Look below for the line containing "of the smaller", then write out that line and every line after it to the end, exactly, minus the pictures.

----------------------------------------

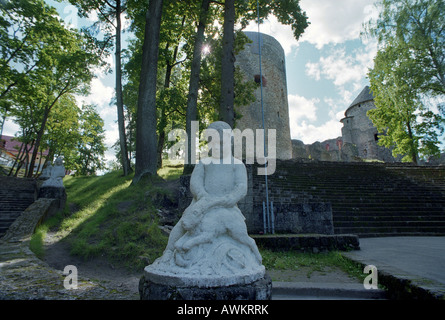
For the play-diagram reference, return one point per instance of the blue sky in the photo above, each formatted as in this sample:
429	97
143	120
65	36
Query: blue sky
326	69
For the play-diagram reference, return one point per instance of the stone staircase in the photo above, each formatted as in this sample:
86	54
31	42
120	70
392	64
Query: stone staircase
16	194
367	199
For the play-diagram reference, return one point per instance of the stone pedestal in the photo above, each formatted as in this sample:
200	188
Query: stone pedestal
152	287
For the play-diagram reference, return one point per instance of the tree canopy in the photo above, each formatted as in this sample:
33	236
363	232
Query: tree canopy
408	72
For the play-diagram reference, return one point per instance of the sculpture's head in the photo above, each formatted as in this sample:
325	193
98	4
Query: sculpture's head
59	161
221	139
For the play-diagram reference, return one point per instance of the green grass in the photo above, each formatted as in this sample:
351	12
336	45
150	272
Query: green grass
321	262
107	216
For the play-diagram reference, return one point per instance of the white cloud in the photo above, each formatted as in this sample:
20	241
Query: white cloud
310	133
345	69
301	107
303	119
100	94
333	22
282	33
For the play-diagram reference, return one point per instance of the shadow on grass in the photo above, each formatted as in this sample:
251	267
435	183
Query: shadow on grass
111	219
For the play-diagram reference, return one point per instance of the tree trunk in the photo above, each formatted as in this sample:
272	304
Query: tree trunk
37	142
226	109
163	120
146	161
413	150
119	100
192	100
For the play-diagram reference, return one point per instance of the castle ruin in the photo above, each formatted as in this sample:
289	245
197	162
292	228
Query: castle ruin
275	103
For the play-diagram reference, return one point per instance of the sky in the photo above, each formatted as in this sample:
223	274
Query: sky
326	68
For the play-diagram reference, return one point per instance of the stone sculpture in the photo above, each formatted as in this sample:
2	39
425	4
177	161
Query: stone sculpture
55	174
210	246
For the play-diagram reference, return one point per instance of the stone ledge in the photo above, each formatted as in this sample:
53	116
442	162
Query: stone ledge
308	242
25	225
258	290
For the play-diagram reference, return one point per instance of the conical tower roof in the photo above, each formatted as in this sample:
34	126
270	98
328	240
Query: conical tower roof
365	95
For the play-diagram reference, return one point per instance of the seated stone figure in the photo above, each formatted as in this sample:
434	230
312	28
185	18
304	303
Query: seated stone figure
211	237
56	174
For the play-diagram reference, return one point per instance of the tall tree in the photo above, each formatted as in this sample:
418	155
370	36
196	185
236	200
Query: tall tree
408	70
418	26
226	109
60	61
192	100
109	13
146	140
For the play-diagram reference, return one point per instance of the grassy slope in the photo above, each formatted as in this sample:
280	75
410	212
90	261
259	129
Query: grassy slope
106	216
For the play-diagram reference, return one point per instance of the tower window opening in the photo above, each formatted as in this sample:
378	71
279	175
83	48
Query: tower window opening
258	80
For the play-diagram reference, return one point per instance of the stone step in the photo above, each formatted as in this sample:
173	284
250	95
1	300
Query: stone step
348	218
390	229
392	224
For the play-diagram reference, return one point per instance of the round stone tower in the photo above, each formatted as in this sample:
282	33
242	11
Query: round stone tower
276	108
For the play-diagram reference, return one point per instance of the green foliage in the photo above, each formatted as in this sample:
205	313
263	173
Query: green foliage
105	216
408	70
44	63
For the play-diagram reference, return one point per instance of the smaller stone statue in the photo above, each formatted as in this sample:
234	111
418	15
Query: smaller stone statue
46	172
56	174
210	246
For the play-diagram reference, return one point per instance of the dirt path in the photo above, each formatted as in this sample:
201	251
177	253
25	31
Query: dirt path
57	256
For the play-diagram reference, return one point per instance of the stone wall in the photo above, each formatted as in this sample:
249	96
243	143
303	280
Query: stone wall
329	150
275	101
299	216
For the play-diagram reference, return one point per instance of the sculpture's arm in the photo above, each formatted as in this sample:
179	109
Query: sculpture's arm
240	189
197	182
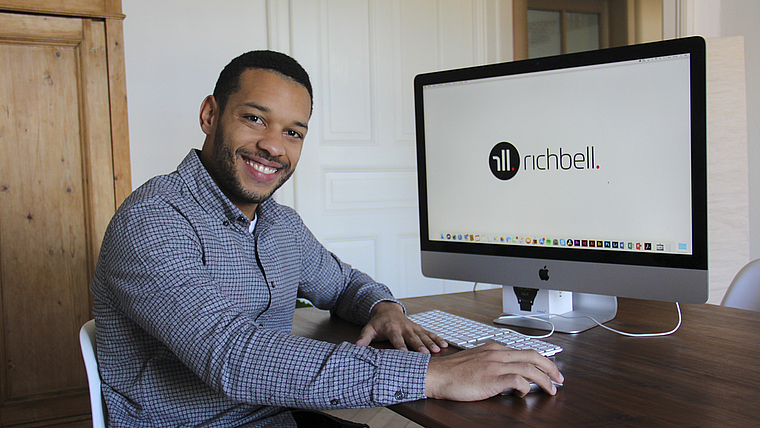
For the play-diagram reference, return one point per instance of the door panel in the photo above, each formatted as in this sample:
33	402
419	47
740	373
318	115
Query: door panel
356	184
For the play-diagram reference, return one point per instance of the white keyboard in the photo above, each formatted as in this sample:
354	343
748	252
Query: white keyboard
465	333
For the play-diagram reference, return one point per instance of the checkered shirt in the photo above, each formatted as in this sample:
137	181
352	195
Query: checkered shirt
194	314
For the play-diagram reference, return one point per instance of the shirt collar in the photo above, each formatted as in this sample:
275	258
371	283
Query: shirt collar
207	193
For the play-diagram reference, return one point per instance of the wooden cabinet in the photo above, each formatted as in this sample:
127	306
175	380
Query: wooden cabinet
64	168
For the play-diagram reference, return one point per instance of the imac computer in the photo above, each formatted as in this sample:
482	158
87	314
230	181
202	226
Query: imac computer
569	180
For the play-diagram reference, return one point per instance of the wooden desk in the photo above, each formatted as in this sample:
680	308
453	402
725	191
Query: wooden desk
704	375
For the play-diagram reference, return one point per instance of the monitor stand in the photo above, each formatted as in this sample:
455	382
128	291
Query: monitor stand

----------------------------------------

- [Written solution]
For the play-diagram reference, return one point per instance of the smaller stone statue in the photo above, each formatted as in this sample:
234	111
418	15
Query: smaller stone statue
46	172
56	174
210	246
For the play-diagram reference, return one point per instance of the dirt path in the photo above, each formatted as in this sample:
201	251
177	253
25	31
Query: dirt path
57	256
For the play-diagram reference, return one point per instance of the stone wall in the photo above, each formatted as in this sample:
249	96
243	143
303	280
Query: stone wall
329	150
275	101
299	216
For the play-diagram reference, return one point per instance of the sculpture's arm in the photo above, each formatted as in this sample:
179	109
Query: sculpture's arm
240	189
197	182
For the play-diagram reference, return one point per instance of the door panel in the photo above, each formatted as in this sample:
33	402
419	47
740	373
318	115
Query: door panel
356	184
For the play-diagram reference, return one point per instance of the white keyboard in the photo above, each formatted as in this sample:
354	343
748	252
Query: white keyboard
465	333
For the play-diagram reference, return one point per instance of the checkered shirt in the photo above, each formatted as in this sample:
137	181
352	195
Query: checkered shirt
194	314
For the play-diagram reference, return one point per instance of the shirt collar in the photo above, each formatted as in this sample:
275	258
371	283
Query: shirt collar
207	193
For the play-diagram reference, return one point per instance of the wooden cabinet in the photo above, each formatted as in this sample:
127	306
175	380
Query: wooden cabinet
64	168
For the play-diagram reference, return one point per instance of the imac computer in the photo above, each formatted as in this sample:
482	158
87	314
230	181
202	226
Query: imac computer
569	180
For the play-diagram reference, return one point per instance of the wooden desk in the photo above, each formatted as in this sample:
680	308
453	402
725	191
Query: wooden desk
704	375
For the play-diagram reference, return one point per instance of the monitor stand in the photo above, each formatted as in this sample:
455	382
128	291
Query: monitor stand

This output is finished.